# Predator Polymag pellets



## jarinj98

These pellets are for small game hunting and are very attractive with a bright red pointed polymer tip, but are on average $12 for a tin of only 200. I am considering ordering some, but does anyone have any experience with these pellets and are they worth paying extra for. Thanks :thumb:


----------



## dsm16428

You bet! They are a great pellet for the money, if not yes, a bit on the expensive side. They sure do perform though!! Here's the result on a big, fat woodchuck that was digging under the back fence. 36 yards, out of my CDT tuned Big Cat, Predator PolyMag pellet. Right behind the left eye! :rock:


----------



## Deadcalm

I was using the Red Fire, 150 in a tin by Gamo until I found Cometa Exact Heavy, 500 in a tin for the same money. My Big Cat loves the Exact, very small groups with great knockdown power. The Red Fire has a diamond shaped hard polymer tip. :sniper:


----------



## spentwings

From the rave reviews, the Predator Polymag sounds like God's gift to airguns.
http://www.pyramydair.com/product-all-r ... 343/page_5
But don't be fooled! If they aren't accurate in your gun they ain't worth spit.
Also,,,no pellet will compensate for poor marksmanship. It's all about shot placement. 
A chest hit squirrel with a .22 Crosman Premier or RWS Super-H-Point will be just as dead at 1/3 to 1/2 the cost.
Having said that, I might try a tin. :wink:


----------



## dsm16428

My Big Cat simply doesn't like RWS pellets. It LOVES Crossman Premiers especially the Ultra Mag 10.1 gr. domed. The Predators are just as accurate. Here's a 45 yard group AFTER I got her tuned. The two flyers were my fault...got antsy on the trigger.  Would have been one nice, about 1/2" ragged hole otherwise...


----------



## spentwings

Nice!


----------



## dsm16428

BTW, there's 10 shots in that hole. The 2 flyers ticked me off so I put 2 more through just to make an even 10 on the hole. Yeah I know...OCD anyone? :rollin:


----------



## spentwings

Again,,,nice!
I'm afraid my consistent airgun hunting accuracy is about 30 yds.
2 groups I did a couple of days ago with my out of the box TO5 *soon to be someone else's *RWS 34.


----------



## dsm16428

Nice groups! My Big Cat wouldn't shoot smaller that about nickle-sized groups at 10 meters until I had the tune job and put in the CDT III trigger. Now she'll put em in the same hole at 10. It's almost scary how accurate it made that cheap little rifle! There isn't a chipmunk safe out to about 45 or 50 yards now in the back yard. :evil:


----------

-=-=-

- [To do]
[1] List every distinct username that posted in the Predator Polymag pellets forum thread, each only once.
[2] Extract the passage of the Predator Polymag pellets forum thread from "From the rave" up to and including "about shot placement.".

-=-=-

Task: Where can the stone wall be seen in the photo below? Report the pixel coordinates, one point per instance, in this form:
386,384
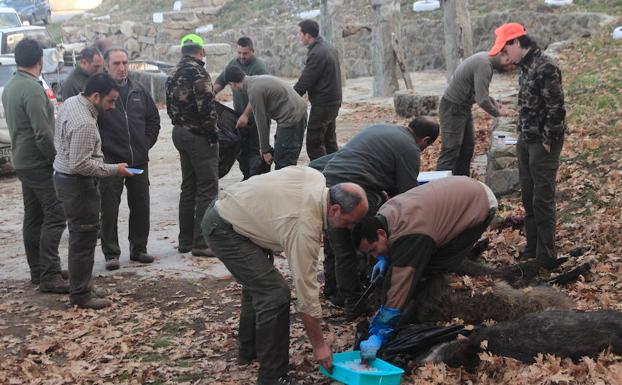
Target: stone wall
278,46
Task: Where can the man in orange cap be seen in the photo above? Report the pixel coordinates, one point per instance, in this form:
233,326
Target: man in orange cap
541,127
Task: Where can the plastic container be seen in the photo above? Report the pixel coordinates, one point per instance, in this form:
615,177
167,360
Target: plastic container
426,5
387,374
500,140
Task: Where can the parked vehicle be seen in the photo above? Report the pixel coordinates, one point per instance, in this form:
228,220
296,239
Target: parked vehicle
9,37
9,18
31,11
6,72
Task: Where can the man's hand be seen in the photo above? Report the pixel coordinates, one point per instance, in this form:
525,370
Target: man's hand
122,170
324,356
242,121
267,157
370,347
379,268
506,112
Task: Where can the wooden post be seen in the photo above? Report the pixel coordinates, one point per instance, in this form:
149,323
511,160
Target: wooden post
331,28
401,62
383,58
458,34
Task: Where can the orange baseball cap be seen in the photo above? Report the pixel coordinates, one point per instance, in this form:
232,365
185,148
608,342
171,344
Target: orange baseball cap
505,33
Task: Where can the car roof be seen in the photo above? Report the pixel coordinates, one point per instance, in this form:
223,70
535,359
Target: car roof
24,28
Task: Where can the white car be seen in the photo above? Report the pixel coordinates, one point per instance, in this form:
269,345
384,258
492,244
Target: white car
9,18
9,37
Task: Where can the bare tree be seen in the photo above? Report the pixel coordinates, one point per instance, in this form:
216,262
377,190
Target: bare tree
331,28
386,12
458,34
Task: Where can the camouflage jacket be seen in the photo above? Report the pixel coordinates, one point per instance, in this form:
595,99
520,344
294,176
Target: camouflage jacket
190,99
541,112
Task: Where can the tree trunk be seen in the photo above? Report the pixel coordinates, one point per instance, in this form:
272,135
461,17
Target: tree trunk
458,34
331,28
383,59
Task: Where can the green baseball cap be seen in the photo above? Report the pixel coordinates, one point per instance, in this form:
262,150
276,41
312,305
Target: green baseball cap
192,38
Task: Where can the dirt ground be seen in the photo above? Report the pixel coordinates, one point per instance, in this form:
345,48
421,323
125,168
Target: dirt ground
174,321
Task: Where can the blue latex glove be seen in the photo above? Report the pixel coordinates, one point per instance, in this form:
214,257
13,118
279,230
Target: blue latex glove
379,268
370,347
382,326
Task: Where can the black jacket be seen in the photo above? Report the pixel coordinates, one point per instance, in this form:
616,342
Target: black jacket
321,77
130,129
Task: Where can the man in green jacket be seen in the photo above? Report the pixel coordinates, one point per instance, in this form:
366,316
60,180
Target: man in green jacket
272,98
467,86
91,62
249,159
30,118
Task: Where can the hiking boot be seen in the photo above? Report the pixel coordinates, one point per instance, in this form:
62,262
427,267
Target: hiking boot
36,280
95,304
142,258
112,264
99,292
283,380
246,360
56,285
206,252
184,249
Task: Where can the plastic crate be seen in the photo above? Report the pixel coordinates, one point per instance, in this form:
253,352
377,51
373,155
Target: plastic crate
387,374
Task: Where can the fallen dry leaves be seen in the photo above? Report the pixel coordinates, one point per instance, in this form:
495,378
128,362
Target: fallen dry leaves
176,331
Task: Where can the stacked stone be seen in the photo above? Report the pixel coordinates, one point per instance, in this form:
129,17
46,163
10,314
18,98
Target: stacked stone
149,40
410,104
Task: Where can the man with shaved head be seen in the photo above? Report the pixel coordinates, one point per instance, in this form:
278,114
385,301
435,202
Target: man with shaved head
295,206
383,159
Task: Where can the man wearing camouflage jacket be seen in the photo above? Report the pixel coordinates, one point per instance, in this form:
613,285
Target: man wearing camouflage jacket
541,127
190,105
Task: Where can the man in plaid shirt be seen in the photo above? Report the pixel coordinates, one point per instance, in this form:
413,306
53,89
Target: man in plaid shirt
78,165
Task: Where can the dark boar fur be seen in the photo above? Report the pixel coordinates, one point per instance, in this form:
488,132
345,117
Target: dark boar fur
563,333
437,301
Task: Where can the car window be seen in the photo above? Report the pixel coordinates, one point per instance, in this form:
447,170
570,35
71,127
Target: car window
10,39
6,72
9,20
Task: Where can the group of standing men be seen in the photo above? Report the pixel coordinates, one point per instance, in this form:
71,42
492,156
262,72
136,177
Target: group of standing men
73,168
258,98
363,196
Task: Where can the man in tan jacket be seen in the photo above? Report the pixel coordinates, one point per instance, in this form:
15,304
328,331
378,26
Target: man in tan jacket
284,210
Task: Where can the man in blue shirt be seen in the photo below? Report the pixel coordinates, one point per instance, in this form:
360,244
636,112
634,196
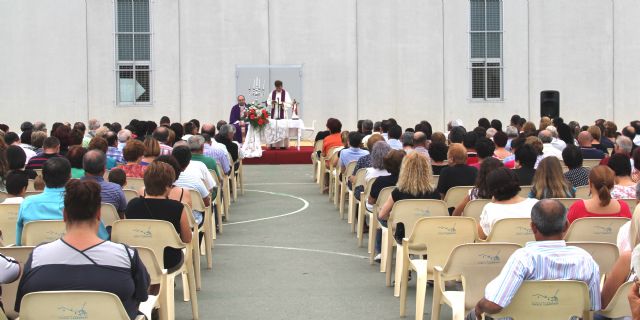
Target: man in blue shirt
94,163
354,152
49,204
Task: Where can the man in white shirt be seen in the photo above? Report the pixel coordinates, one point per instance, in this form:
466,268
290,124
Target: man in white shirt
192,178
548,150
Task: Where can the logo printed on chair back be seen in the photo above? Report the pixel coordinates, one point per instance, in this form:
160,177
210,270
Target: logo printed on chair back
139,233
523,231
542,300
71,313
423,213
444,230
603,229
489,258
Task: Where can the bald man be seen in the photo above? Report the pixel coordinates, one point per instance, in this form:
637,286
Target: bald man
588,152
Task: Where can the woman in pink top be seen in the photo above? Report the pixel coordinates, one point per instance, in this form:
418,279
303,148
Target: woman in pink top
601,181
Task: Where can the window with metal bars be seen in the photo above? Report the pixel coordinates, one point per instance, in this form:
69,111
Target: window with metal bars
133,52
485,37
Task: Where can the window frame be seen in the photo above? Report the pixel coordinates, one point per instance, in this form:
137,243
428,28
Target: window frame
486,61
133,63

-=-=-

- [Final answers]
[1]
jarinj98
dsm16428
Deadcalm
spentwings

[2]
From the rave reviews, the Predator Polymag sounds like God's gift to airguns.
http://www.pyramydair.com/product-all-r ... 343/page_5
But don't be fooled! If they aren't accurate in your gun they ain't worth spit.
Also,,,no pellet will compensate for poor marksmanship. It's all about shot placement.